__Exercise goal__:
Copy nothing but the lines below running from the line containing "asphalt with one point per instance" through the line containing "front door with one point per instance", both end lines included.
»»
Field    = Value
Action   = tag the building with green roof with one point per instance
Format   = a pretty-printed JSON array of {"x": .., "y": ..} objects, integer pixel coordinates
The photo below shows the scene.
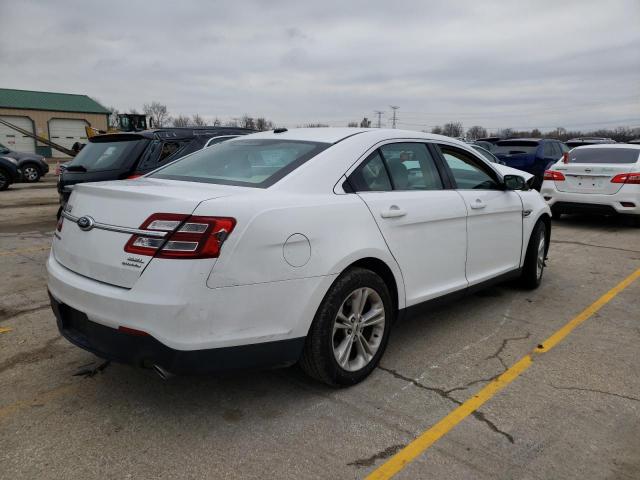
[{"x": 60, "y": 117}]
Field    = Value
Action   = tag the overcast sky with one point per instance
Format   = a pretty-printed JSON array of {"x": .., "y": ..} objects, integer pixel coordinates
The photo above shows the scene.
[{"x": 519, "y": 64}]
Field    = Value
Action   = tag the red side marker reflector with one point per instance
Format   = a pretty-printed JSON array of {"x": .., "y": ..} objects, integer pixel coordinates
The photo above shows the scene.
[{"x": 132, "y": 331}]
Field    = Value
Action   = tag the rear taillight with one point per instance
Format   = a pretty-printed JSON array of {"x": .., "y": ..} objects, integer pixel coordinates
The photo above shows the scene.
[
  {"x": 627, "y": 178},
  {"x": 553, "y": 175},
  {"x": 187, "y": 236}
]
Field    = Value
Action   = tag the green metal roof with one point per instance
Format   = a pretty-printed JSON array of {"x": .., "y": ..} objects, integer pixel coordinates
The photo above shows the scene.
[{"x": 59, "y": 102}]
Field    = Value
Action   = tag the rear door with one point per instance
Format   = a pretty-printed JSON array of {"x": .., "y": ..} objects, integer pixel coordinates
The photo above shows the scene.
[
  {"x": 423, "y": 223},
  {"x": 494, "y": 222},
  {"x": 591, "y": 169}
]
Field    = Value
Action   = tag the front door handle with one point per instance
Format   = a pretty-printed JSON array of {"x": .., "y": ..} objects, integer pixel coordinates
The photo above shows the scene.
[
  {"x": 477, "y": 204},
  {"x": 393, "y": 211}
]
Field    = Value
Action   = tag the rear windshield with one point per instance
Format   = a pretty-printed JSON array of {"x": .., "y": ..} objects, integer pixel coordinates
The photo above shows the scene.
[
  {"x": 99, "y": 156},
  {"x": 604, "y": 155},
  {"x": 249, "y": 163},
  {"x": 514, "y": 148}
]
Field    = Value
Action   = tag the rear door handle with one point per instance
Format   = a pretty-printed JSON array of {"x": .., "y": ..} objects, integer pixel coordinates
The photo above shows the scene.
[
  {"x": 393, "y": 211},
  {"x": 477, "y": 204}
]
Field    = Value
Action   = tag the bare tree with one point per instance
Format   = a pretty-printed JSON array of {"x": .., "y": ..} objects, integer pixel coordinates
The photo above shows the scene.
[
  {"x": 453, "y": 129},
  {"x": 181, "y": 121},
  {"x": 476, "y": 132},
  {"x": 158, "y": 113},
  {"x": 114, "y": 120},
  {"x": 198, "y": 121}
]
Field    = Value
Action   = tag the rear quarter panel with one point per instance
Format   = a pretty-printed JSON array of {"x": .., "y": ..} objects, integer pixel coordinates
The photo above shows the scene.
[{"x": 339, "y": 230}]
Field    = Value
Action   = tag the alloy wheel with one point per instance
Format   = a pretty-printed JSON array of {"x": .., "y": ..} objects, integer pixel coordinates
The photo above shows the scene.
[{"x": 358, "y": 329}]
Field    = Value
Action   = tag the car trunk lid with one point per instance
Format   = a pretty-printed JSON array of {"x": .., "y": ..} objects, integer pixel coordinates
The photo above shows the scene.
[
  {"x": 116, "y": 208},
  {"x": 590, "y": 170}
]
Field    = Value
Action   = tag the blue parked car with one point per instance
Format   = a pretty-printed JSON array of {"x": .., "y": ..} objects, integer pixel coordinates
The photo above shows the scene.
[{"x": 531, "y": 155}]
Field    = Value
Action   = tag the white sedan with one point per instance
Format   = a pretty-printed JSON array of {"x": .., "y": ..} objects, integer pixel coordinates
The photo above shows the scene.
[
  {"x": 288, "y": 246},
  {"x": 601, "y": 179}
]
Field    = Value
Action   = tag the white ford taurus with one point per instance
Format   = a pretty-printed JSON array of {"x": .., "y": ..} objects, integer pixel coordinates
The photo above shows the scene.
[{"x": 288, "y": 246}]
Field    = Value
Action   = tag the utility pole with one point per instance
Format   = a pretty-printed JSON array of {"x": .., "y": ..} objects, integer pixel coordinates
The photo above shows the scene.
[
  {"x": 379, "y": 113},
  {"x": 393, "y": 120}
]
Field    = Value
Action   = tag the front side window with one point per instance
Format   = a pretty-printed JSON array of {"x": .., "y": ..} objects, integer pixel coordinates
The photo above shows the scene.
[
  {"x": 251, "y": 163},
  {"x": 468, "y": 171},
  {"x": 411, "y": 166}
]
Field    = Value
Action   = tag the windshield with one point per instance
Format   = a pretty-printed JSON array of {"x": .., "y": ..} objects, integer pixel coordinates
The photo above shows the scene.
[
  {"x": 250, "y": 163},
  {"x": 514, "y": 148},
  {"x": 98, "y": 156},
  {"x": 604, "y": 155}
]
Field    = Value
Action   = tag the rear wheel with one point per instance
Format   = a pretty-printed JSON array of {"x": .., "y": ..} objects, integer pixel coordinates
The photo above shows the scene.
[
  {"x": 5, "y": 179},
  {"x": 534, "y": 260},
  {"x": 350, "y": 330},
  {"x": 31, "y": 173}
]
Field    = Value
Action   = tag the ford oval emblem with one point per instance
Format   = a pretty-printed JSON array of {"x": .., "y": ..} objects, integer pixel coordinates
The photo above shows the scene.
[{"x": 86, "y": 223}]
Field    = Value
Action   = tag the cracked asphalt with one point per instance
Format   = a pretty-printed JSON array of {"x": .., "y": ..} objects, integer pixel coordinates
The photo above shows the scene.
[{"x": 575, "y": 413}]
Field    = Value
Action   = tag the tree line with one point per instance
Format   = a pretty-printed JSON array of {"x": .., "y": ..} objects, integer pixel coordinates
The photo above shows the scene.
[{"x": 160, "y": 117}]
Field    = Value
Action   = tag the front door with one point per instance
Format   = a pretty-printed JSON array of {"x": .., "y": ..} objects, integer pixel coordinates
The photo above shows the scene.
[{"x": 494, "y": 222}]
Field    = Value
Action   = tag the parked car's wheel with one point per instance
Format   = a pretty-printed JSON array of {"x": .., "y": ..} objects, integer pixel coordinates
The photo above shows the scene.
[
  {"x": 30, "y": 172},
  {"x": 5, "y": 179},
  {"x": 350, "y": 330},
  {"x": 534, "y": 259},
  {"x": 555, "y": 213}
]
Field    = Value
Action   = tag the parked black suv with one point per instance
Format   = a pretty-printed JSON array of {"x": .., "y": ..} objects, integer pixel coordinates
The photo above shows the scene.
[
  {"x": 9, "y": 172},
  {"x": 33, "y": 166},
  {"x": 116, "y": 156}
]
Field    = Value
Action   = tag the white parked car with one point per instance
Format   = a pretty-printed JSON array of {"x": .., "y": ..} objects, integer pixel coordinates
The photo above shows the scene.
[
  {"x": 288, "y": 246},
  {"x": 601, "y": 179}
]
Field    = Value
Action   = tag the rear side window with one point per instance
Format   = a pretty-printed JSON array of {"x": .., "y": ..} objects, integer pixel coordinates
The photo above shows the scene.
[
  {"x": 411, "y": 166},
  {"x": 468, "y": 172},
  {"x": 371, "y": 176},
  {"x": 250, "y": 163},
  {"x": 99, "y": 156},
  {"x": 604, "y": 155}
]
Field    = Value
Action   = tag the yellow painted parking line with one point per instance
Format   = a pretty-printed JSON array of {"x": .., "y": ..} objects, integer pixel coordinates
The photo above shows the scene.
[
  {"x": 24, "y": 250},
  {"x": 418, "y": 446}
]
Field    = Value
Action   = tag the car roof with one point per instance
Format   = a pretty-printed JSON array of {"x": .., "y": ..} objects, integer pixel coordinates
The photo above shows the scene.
[
  {"x": 172, "y": 132},
  {"x": 608, "y": 145},
  {"x": 335, "y": 135}
]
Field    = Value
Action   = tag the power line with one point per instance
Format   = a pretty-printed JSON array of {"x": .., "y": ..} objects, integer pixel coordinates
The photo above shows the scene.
[
  {"x": 379, "y": 113},
  {"x": 394, "y": 108}
]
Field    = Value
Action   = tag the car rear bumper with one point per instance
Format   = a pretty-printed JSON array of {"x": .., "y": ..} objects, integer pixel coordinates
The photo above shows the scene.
[
  {"x": 172, "y": 303},
  {"x": 146, "y": 351},
  {"x": 618, "y": 203}
]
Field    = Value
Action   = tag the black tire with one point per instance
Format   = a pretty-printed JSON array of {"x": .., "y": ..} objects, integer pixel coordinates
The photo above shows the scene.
[
  {"x": 318, "y": 358},
  {"x": 532, "y": 270},
  {"x": 5, "y": 179},
  {"x": 30, "y": 172}
]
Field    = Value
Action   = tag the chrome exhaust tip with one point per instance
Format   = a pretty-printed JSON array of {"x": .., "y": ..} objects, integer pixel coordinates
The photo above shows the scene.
[{"x": 162, "y": 373}]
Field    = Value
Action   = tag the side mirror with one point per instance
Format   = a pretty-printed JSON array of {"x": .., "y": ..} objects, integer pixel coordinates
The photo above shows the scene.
[{"x": 514, "y": 182}]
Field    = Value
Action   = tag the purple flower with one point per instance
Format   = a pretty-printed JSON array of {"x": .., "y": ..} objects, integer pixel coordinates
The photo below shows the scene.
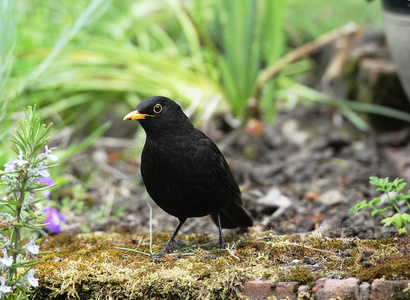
««
__Exercise result__:
Action   = tag the cracked asphalt with one point per instance
Format   = a pretty-printed JSON array of {"x": .., "y": ..} objects, integer pixel coordinates
The photo above shows the scene.
[{"x": 575, "y": 413}]
Field    = Value
Action   = tag the tree line with one point per instance
Format   = a pretty-printed JSON array of {"x": .., "y": ..} objects, integer pixel coordinates
The photo above shows the scene.
[{"x": 160, "y": 117}]
Field    = Value
Action   = tag the front door with one point per instance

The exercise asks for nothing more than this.